Each line of the records below needs repeating exactly. Skip the pictures.

--- DATA FOR PROCESSING Enclosed Below ---

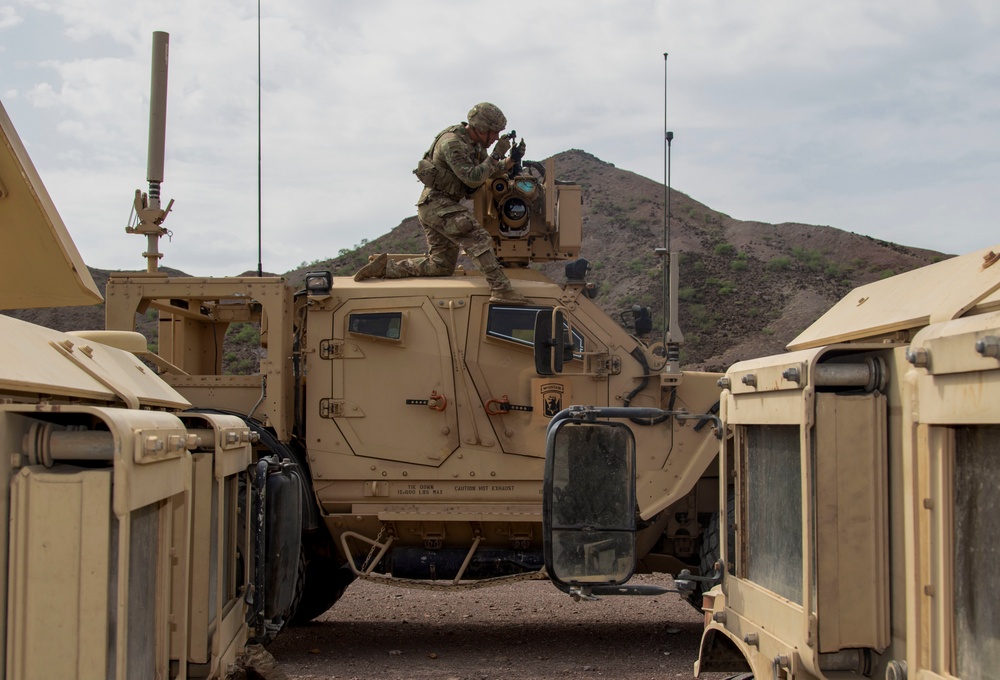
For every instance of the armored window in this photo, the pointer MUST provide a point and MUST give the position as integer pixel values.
(517, 324)
(773, 503)
(976, 551)
(377, 324)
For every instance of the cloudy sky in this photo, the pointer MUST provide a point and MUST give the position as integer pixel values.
(880, 117)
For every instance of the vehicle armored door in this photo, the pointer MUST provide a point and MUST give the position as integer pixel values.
(519, 401)
(392, 386)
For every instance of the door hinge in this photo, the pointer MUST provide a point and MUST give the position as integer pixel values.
(331, 349)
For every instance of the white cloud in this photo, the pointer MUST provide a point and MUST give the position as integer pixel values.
(873, 117)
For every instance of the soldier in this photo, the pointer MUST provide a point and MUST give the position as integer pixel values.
(452, 170)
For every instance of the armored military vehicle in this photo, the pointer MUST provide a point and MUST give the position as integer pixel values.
(858, 505)
(415, 410)
(127, 551)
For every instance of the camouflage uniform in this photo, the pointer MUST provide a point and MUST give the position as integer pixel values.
(461, 166)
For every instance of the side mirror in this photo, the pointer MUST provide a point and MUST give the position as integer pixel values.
(588, 503)
(552, 335)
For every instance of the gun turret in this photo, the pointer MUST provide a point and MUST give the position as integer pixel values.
(531, 216)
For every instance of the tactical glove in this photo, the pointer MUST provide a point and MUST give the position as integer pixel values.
(500, 148)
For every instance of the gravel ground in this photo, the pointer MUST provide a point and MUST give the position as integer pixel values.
(527, 630)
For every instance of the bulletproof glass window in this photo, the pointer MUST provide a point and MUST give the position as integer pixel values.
(977, 552)
(773, 502)
(517, 324)
(378, 324)
(590, 504)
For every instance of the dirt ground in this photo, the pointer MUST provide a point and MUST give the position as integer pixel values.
(525, 630)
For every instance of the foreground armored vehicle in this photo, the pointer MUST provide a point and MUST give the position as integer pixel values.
(126, 546)
(858, 506)
(415, 411)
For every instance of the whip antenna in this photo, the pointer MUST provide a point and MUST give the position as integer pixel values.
(672, 336)
(260, 266)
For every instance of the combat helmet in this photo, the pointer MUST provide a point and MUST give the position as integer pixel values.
(486, 116)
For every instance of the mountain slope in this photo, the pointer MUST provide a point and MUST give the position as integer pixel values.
(747, 288)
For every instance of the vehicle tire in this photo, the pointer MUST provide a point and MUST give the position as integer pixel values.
(322, 579)
(711, 550)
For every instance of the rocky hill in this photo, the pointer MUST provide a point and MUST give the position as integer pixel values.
(747, 288)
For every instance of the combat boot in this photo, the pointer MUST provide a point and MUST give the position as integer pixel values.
(374, 269)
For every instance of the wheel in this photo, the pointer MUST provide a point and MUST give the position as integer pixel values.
(321, 581)
(710, 548)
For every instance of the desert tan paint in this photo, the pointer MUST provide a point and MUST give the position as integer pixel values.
(877, 482)
(109, 569)
(35, 248)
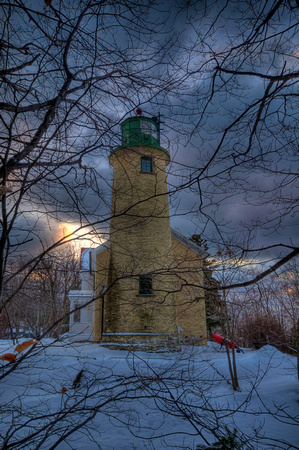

--- End of Enclosed DATA FOR PROCESSING ---

* _TASK RESPONSE_:
For every instance of the armored window in this photo, the pointer MUST provide a point and MUST give the position as integer pixel values.
(517, 324)
(773, 503)
(976, 551)
(377, 324)
For every instance of the cloudy sky in this photo, the pointer MUST provide a point and MUST give the position as integer pixel values.
(880, 117)
For every instance of the vehicle armored door in this photo, the pointer MUST provide a point and MUST give the position as integer pixel values.
(519, 401)
(392, 386)
For every instance of the door hinge in this photo, the pointer MUST provide a point and MUST give the position as integer pixel values.
(331, 349)
For every instance of the white cloud in this photo, the pointer MUST provide a point and MUST give the position as integer pixel values.
(873, 117)
For every instance of the soldier in this photo, the pointer MUST provide a point and MUST give the position as integer pixel values.
(452, 170)
For every instance of the armored military vehicle in this photo, the pointer MUST provide a point and MUST give the position as integer pixel values.
(858, 505)
(415, 410)
(127, 551)
For every instance of the camouflage uniform in this photo, the pointer MUST provide a point and MUST give the position as integer pixel values.
(461, 166)
For every instance of the side mirror in this photo, the pointer MUST provide a point and MUST give the position as integer pixel values.
(588, 503)
(552, 335)
For every instance of the gun turret in this photo, the pointer MUST provide a point and MUST give the position as integer pixel values.
(531, 216)
For every instance of the tactical glove in this photo, the pointer MUST provide a point and MUST give the position as integer pixel values.
(500, 148)
For every instance of the gravel ground in this photo, the pointer MUST provide a point and MUST give the position as integer pixel values.
(527, 630)
For every instance of the bulletproof glass window in this photo, the pointer MUST provide a point and MUST give the position as integer pixel values.
(977, 552)
(773, 502)
(517, 324)
(378, 324)
(590, 504)
For every instance of the dirt ground in this photo, the pointer MUST provide a point and MUST give the position as integer pixel values.
(525, 630)
For every instance of the foreground armored vehicle in this photo, the pointer MUST provide a point and MUST give the position as integer pixel values.
(126, 546)
(858, 506)
(415, 411)
For every instance of the whip antenna in this photo, the pointer MUST provide a point and MUST give the position as integer pixel values.
(672, 336)
(260, 266)
For every instance of the combat helmet in this photo, the pointer MUST provide a point and MUST give the position as integer pixel values.
(486, 116)
For every instance of the mountain slope in this photo, the pointer MUST provide a point and MUST give the position as integer pixel values.
(747, 288)
For every instance of the vehicle tire in this photo, the pointer MUST provide a point and MUST give the position as integer pixel values.
(322, 579)
(711, 550)
For every instance of the rocky hill in this photo, the pointer MUST provide a point and MUST give the position as integer pixel values.
(747, 288)
For every instance of the combat boot in this photo, the pointer MUST provide a point and MUST give the position as integer pixel values.
(374, 269)
For every instance of the wheel in this photo, the pointer MUST provide a point and MUST give the position as integer pixel values.
(321, 581)
(710, 548)
For every instance of the desert tan paint in this photo, the pointer MUST provide a point and MUST give the position as integer pixel values.
(877, 482)
(109, 569)
(35, 248)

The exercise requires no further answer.